* _Information given_

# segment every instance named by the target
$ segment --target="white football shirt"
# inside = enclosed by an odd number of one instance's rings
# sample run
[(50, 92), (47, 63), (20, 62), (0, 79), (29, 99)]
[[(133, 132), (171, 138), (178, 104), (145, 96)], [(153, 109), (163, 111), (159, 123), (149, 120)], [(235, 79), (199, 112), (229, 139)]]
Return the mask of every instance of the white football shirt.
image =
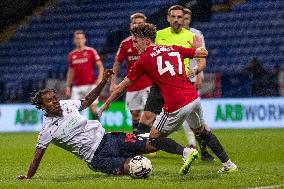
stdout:
[[(204, 40), (204, 36), (203, 36), (203, 34), (201, 33), (201, 31), (200, 31), (200, 30), (197, 30), (197, 29), (195, 29), (195, 28), (190, 28), (189, 31), (191, 31), (191, 32), (194, 33), (196, 36), (198, 36), (198, 37), (201, 38), (202, 47), (205, 48), (205, 40)], [(189, 66), (190, 66), (191, 69), (192, 69), (192, 68), (195, 68), (195, 67), (197, 66), (197, 64), (198, 64), (198, 62), (197, 62), (197, 60), (196, 60), (195, 58), (190, 59)], [(203, 77), (204, 77), (204, 76), (203, 76), (203, 72), (201, 72), (200, 74), (201, 74), (201, 77), (203, 78)], [(190, 81), (191, 81), (191, 82), (195, 82), (195, 81), (196, 81), (196, 76), (193, 77), (193, 78), (190, 78)]]
[(105, 130), (99, 121), (87, 120), (80, 114), (80, 100), (60, 100), (62, 117), (43, 117), (37, 148), (46, 149), (53, 143), (78, 158), (91, 162)]

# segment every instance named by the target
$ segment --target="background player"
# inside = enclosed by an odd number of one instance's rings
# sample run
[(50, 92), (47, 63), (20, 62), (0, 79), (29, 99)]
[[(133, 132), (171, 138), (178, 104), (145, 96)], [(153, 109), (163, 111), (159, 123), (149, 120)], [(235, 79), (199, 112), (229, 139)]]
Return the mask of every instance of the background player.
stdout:
[[(207, 50), (204, 48), (195, 50), (180, 46), (156, 46), (154, 44), (156, 28), (152, 24), (137, 26), (131, 30), (131, 33), (134, 44), (141, 53), (140, 59), (101, 107), (99, 114), (101, 115), (111, 102), (122, 95), (133, 81), (147, 74), (159, 87), (165, 99), (163, 110), (151, 128), (150, 144), (161, 149), (158, 139), (176, 131), (186, 121), (195, 133), (206, 139), (207, 145), (222, 161), (223, 166), (220, 172), (236, 171), (237, 166), (230, 161), (217, 137), (200, 124), (203, 117), (199, 97), (194, 86), (188, 82), (185, 73), (184, 58), (204, 58), (208, 54)], [(196, 72), (199, 73), (203, 69), (204, 67), (198, 64)], [(192, 117), (191, 114), (197, 114), (199, 119), (194, 119), (196, 117)], [(191, 150), (191, 158), (185, 161), (180, 174), (187, 173), (190, 164), (197, 158), (198, 152), (193, 148)], [(183, 152), (177, 153), (182, 154)]]
[[(68, 55), (68, 71), (66, 79), (65, 94), (73, 100), (80, 100), (85, 97), (95, 86), (100, 83), (103, 77), (104, 66), (100, 56), (94, 48), (86, 46), (86, 36), (81, 30), (74, 32), (75, 49)], [(98, 69), (96, 79), (94, 64)], [(71, 86), (72, 92), (71, 92)], [(94, 119), (98, 119), (96, 100), (90, 110)]]
[[(133, 27), (145, 24), (146, 16), (142, 13), (135, 13), (130, 16), (130, 29)], [(117, 76), (119, 74), (120, 65), (125, 60), (127, 66), (127, 73), (129, 73), (132, 65), (139, 60), (140, 56), (137, 49), (133, 46), (132, 36), (124, 39), (117, 51), (115, 62), (113, 65), (114, 75), (112, 76), (110, 91), (113, 91), (116, 87)], [(150, 92), (150, 86), (152, 81), (148, 76), (143, 76), (139, 80), (135, 81), (131, 87), (127, 89), (126, 93), (126, 108), (132, 115), (132, 127), (133, 133), (136, 133), (139, 119), (141, 116), (141, 110), (144, 109), (148, 94)]]
[[(114, 175), (129, 173), (130, 158), (157, 151), (146, 138), (126, 133), (106, 134), (99, 121), (87, 120), (79, 113), (98, 98), (112, 73), (107, 70), (102, 82), (84, 100), (58, 100), (56, 93), (50, 89), (40, 90), (35, 94), (32, 103), (45, 111), (43, 129), (39, 133), (35, 155), (27, 175), (21, 175), (19, 179), (33, 177), (51, 142), (86, 161), (92, 170)], [(184, 148), (171, 139), (165, 138), (160, 142), (164, 150), (178, 148), (189, 151), (189, 148)], [(188, 159), (188, 153), (183, 158)]]

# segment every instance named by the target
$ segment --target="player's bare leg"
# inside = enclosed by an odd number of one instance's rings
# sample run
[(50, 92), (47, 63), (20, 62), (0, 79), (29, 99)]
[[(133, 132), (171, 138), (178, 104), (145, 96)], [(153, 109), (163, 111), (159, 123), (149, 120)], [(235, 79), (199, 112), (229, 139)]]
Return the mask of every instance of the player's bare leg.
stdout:
[(140, 110), (131, 110), (130, 111), (132, 116), (132, 127), (133, 127), (133, 133), (137, 134), (137, 128), (139, 124), (139, 120), (141, 117), (141, 111)]
[(96, 104), (92, 104), (90, 106), (90, 110), (91, 110), (91, 113), (93, 115), (93, 118), (94, 120), (99, 120), (99, 116), (98, 116), (98, 112), (97, 112), (97, 105)]
[(155, 121), (156, 114), (150, 111), (144, 111), (138, 124), (138, 134), (150, 133), (151, 127)]

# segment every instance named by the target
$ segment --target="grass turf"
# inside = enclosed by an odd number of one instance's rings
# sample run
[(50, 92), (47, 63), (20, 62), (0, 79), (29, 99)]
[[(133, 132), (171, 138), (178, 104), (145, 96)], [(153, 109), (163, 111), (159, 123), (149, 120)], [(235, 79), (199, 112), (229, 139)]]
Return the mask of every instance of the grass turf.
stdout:
[[(96, 173), (69, 152), (51, 145), (31, 180), (25, 174), (35, 150), (36, 133), (0, 134), (0, 188), (284, 188), (284, 129), (216, 130), (239, 172), (217, 174), (220, 161), (193, 163), (186, 176), (179, 176), (181, 158), (159, 152), (151, 158), (153, 175), (148, 179)], [(182, 131), (172, 138), (185, 144)]]

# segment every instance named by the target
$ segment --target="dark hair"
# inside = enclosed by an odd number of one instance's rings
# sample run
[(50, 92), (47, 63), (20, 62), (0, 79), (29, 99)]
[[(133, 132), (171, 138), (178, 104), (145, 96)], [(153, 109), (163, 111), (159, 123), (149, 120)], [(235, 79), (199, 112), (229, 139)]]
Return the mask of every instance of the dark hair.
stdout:
[(191, 10), (190, 10), (190, 9), (188, 9), (188, 8), (184, 8), (184, 9), (183, 9), (183, 13), (184, 13), (184, 14), (192, 15)]
[(184, 8), (183, 6), (180, 6), (180, 5), (173, 5), (171, 6), (169, 9), (168, 9), (168, 15), (171, 14), (171, 11), (172, 10), (181, 10), (183, 13), (184, 13)]
[(145, 14), (141, 13), (141, 12), (136, 12), (134, 14), (131, 14), (130, 15), (130, 20), (132, 21), (133, 19), (136, 19), (136, 18), (142, 18), (146, 21), (147, 17), (145, 16)]
[(75, 35), (79, 35), (79, 34), (85, 35), (85, 32), (84, 32), (83, 30), (76, 30), (76, 31), (74, 32), (74, 36), (75, 36)]
[(141, 38), (149, 38), (152, 42), (156, 38), (156, 27), (153, 24), (141, 24), (131, 29), (131, 34)]
[(37, 109), (42, 109), (42, 96), (49, 92), (56, 93), (56, 91), (53, 89), (42, 89), (35, 92), (34, 96), (31, 97), (31, 103), (35, 105)]

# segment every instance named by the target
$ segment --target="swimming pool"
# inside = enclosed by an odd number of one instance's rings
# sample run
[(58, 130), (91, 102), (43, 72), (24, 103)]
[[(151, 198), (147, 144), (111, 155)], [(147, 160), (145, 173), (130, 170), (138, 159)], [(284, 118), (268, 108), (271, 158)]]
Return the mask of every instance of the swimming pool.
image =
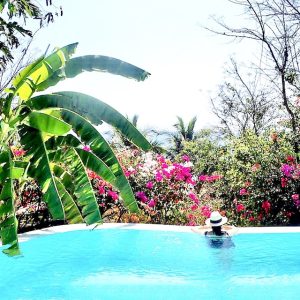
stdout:
[(0, 255), (1, 299), (299, 299), (300, 233), (70, 231)]

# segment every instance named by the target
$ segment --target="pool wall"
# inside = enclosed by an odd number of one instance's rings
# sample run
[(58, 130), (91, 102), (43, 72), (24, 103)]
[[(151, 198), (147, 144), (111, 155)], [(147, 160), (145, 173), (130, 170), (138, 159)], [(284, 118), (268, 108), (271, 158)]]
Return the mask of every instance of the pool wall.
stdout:
[[(66, 232), (73, 230), (101, 230), (108, 228), (118, 229), (135, 229), (135, 230), (163, 230), (163, 231), (178, 231), (178, 232), (193, 232), (197, 226), (176, 226), (176, 225), (158, 225), (158, 224), (135, 224), (135, 223), (104, 223), (102, 225), (85, 225), (71, 224), (54, 227), (47, 227), (40, 230), (34, 230), (19, 234), (19, 241), (24, 242), (32, 237), (40, 235), (49, 235), (58, 232)], [(300, 232), (300, 226), (282, 226), (282, 227), (236, 227), (234, 234), (241, 233), (290, 233)]]

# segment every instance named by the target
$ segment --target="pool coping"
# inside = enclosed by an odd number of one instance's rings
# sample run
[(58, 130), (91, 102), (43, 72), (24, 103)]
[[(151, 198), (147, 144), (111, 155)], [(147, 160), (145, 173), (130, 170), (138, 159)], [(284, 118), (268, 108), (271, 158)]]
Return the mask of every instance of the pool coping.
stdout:
[[(47, 227), (39, 230), (28, 231), (18, 234), (19, 242), (27, 241), (33, 237), (62, 233), (74, 230), (101, 230), (101, 229), (134, 229), (134, 230), (159, 230), (159, 231), (177, 231), (193, 232), (197, 226), (177, 226), (177, 225), (159, 225), (159, 224), (137, 224), (137, 223), (104, 223), (98, 226), (86, 224), (70, 224)], [(235, 227), (233, 234), (253, 234), (253, 233), (292, 233), (299, 232), (300, 226), (281, 226), (281, 227)], [(201, 232), (199, 232), (201, 233)], [(204, 231), (202, 231), (202, 234)], [(1, 242), (0, 242), (1, 244)]]

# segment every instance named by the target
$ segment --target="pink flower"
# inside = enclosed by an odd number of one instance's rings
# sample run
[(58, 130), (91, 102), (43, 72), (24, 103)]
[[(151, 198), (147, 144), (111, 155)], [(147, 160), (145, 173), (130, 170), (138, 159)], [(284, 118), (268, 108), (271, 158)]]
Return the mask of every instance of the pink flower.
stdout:
[(119, 198), (119, 195), (116, 192), (110, 190), (107, 192), (107, 196), (111, 197), (115, 201)]
[(294, 168), (288, 164), (283, 164), (281, 166), (281, 171), (286, 177), (292, 177), (291, 173), (294, 171)]
[(191, 208), (192, 211), (195, 211), (198, 208), (198, 205), (197, 204), (193, 204), (190, 208)]
[(293, 195), (292, 195), (292, 199), (293, 199), (294, 201), (299, 200), (299, 194), (293, 194)]
[(187, 178), (185, 182), (188, 183), (188, 184), (191, 184), (191, 185), (195, 185), (196, 184), (196, 181), (193, 178), (191, 178), (191, 177)]
[(296, 205), (296, 207), (298, 208), (300, 206), (300, 200), (294, 200), (294, 204)]
[(163, 164), (166, 162), (166, 159), (162, 155), (157, 155), (156, 159), (160, 164)]
[(236, 210), (237, 210), (237, 212), (241, 212), (241, 211), (245, 210), (245, 206), (241, 203), (237, 204)]
[(295, 158), (294, 158), (292, 155), (288, 155), (288, 156), (286, 157), (286, 161), (287, 161), (288, 163), (294, 164), (296, 160), (295, 160)]
[(188, 226), (196, 226), (196, 222), (195, 221), (189, 221), (188, 222)]
[(144, 192), (136, 192), (135, 195), (143, 203), (146, 203), (148, 201), (148, 198)]
[(82, 150), (86, 151), (86, 152), (90, 152), (91, 148), (88, 145), (83, 146)]
[(193, 214), (188, 214), (188, 219), (190, 220), (190, 221), (193, 221), (193, 220), (195, 220), (195, 216), (193, 215)]
[(148, 202), (148, 206), (149, 207), (154, 207), (155, 206), (155, 201), (153, 199), (151, 199), (149, 202)]
[(202, 213), (202, 215), (203, 215), (204, 217), (209, 218), (209, 217), (210, 217), (210, 214), (211, 214), (211, 211), (210, 211), (209, 206), (203, 205), (203, 206), (201, 207), (201, 213)]
[(197, 198), (197, 196), (194, 193), (189, 193), (189, 197), (191, 200), (194, 201), (194, 203), (199, 204), (199, 199)]
[(241, 195), (241, 196), (243, 196), (243, 195), (248, 195), (247, 189), (245, 189), (245, 188), (240, 189), (240, 195)]
[(125, 174), (125, 176), (126, 176), (126, 177), (130, 177), (130, 175), (131, 175), (131, 172), (129, 172), (129, 171), (127, 171), (127, 170), (125, 170), (125, 171), (124, 171), (124, 174)]
[(281, 187), (283, 187), (283, 188), (286, 187), (287, 183), (288, 183), (287, 178), (282, 177), (281, 178)]
[(266, 200), (262, 203), (261, 207), (265, 210), (265, 213), (267, 214), (271, 208), (271, 203)]
[(210, 175), (210, 176), (201, 174), (199, 176), (199, 180), (200, 181), (213, 182), (213, 181), (221, 179), (222, 177), (223, 177), (222, 175), (218, 175), (218, 174)]
[(93, 172), (92, 170), (87, 170), (87, 175), (90, 179), (100, 179), (100, 176)]
[(190, 157), (186, 154), (182, 155), (181, 159), (186, 162), (190, 161)]
[(250, 221), (250, 222), (254, 222), (254, 221), (255, 221), (255, 218), (251, 216), (251, 217), (249, 217), (249, 221)]
[(23, 156), (26, 153), (23, 149), (12, 149), (12, 152), (15, 157)]
[(166, 169), (162, 169), (162, 173), (167, 179), (171, 178), (170, 172), (168, 172)]
[(102, 185), (100, 185), (100, 186), (98, 187), (98, 193), (99, 193), (100, 195), (105, 194), (105, 188), (104, 188)]
[(200, 175), (200, 176), (199, 176), (199, 180), (200, 180), (200, 181), (206, 181), (206, 179), (207, 179), (207, 176), (206, 176), (206, 175)]
[(148, 181), (146, 183), (146, 188), (149, 189), (149, 190), (151, 190), (153, 188), (153, 182), (152, 181)]
[(155, 174), (155, 180), (156, 180), (157, 182), (162, 181), (162, 180), (163, 180), (162, 174), (159, 173), (159, 172), (157, 172), (157, 173)]

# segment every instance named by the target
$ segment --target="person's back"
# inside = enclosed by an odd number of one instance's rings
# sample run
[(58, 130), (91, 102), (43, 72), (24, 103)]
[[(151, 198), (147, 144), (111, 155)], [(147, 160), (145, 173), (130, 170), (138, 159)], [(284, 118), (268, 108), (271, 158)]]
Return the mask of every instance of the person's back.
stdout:
[(206, 236), (229, 236), (229, 234), (227, 233), (227, 231), (222, 231), (222, 227), (218, 226), (218, 227), (212, 227), (211, 231), (206, 231), (204, 233)]
[(204, 234), (212, 248), (234, 247), (229, 234), (226, 231), (222, 231), (222, 225), (226, 222), (227, 218), (222, 217), (218, 211), (213, 211), (210, 218), (206, 220), (205, 223), (211, 226), (211, 231), (206, 231)]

* _Problem requirements_
The answer should be a bare number: how many lines of the material above include "pink".

* _Problem solution_
2